[Data under study — start]

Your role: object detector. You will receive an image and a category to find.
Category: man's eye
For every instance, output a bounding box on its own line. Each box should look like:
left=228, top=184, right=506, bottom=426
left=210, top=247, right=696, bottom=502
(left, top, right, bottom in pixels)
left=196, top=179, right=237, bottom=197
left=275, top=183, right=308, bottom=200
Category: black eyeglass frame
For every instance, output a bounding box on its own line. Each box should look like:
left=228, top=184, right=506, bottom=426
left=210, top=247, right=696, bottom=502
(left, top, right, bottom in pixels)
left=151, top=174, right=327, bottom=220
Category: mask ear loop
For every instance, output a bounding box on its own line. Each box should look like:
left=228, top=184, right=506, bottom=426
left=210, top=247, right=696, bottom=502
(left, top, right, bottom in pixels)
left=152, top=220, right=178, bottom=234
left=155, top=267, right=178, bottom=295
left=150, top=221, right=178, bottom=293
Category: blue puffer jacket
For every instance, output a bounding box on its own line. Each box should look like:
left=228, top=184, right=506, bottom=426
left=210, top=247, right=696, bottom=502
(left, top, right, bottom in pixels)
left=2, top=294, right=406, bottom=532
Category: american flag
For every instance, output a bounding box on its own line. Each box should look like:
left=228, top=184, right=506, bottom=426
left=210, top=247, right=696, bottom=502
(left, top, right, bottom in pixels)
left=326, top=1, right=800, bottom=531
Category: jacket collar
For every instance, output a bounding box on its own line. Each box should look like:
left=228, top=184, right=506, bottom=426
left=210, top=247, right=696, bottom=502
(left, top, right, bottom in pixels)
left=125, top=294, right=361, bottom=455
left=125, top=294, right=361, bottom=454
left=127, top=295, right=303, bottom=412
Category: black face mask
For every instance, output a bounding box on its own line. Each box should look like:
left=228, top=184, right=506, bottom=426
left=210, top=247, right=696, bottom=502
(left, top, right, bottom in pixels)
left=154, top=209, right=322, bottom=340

[Data under study — finish]

Could you write out all the entries exactly as given?

Exercise response:
Your role: object detector. You will receive an image and a category to find.
Category: man's eye
For every instance, output a bounding box on its own line. Each box should look like:
left=228, top=184, right=506, bottom=426
left=210, top=247, right=696, bottom=502
(left, top, right, bottom in pixels)
left=196, top=179, right=237, bottom=197
left=275, top=183, right=308, bottom=200
Category: black eyeglass frame
For every instance, output a bounding box on its own line. Each box should look like:
left=228, top=184, right=506, bottom=426
left=210, top=247, right=696, bottom=502
(left, top, right, bottom in pixels)
left=151, top=174, right=327, bottom=220
Category: mask ear loop
For every instance, output a bounding box on its own line. Each box should look like:
left=228, top=184, right=506, bottom=426
left=210, top=247, right=696, bottom=502
(left, top, right, bottom in pixels)
left=152, top=220, right=178, bottom=234
left=155, top=267, right=178, bottom=295
left=150, top=221, right=178, bottom=293
Category: blue puffer jacket
For every instance, output a bounding box on its own line. Each box should look like:
left=228, top=184, right=506, bottom=426
left=210, top=247, right=696, bottom=502
(left, top, right, bottom in pixels)
left=2, top=294, right=406, bottom=532
Category: american flag
For every instance, output a bounding box on its own line. Each box should look like:
left=228, top=184, right=506, bottom=426
left=210, top=247, right=696, bottom=502
(left, top, right, bottom in pixels)
left=326, top=1, right=800, bottom=531
Category: jacket collar
For every instance, output a bounding box on its own line. Each box should look like:
left=228, top=184, right=506, bottom=426
left=210, top=247, right=696, bottom=502
(left, top, right, bottom in pixels)
left=125, top=294, right=361, bottom=455
left=125, top=294, right=361, bottom=454
left=127, top=295, right=303, bottom=412
Category: black face mask
For every instance, output a bounding box on its own line. Each box should look like:
left=228, top=184, right=506, bottom=426
left=210, top=247, right=696, bottom=502
(left, top, right, bottom in pixels)
left=154, top=209, right=322, bottom=340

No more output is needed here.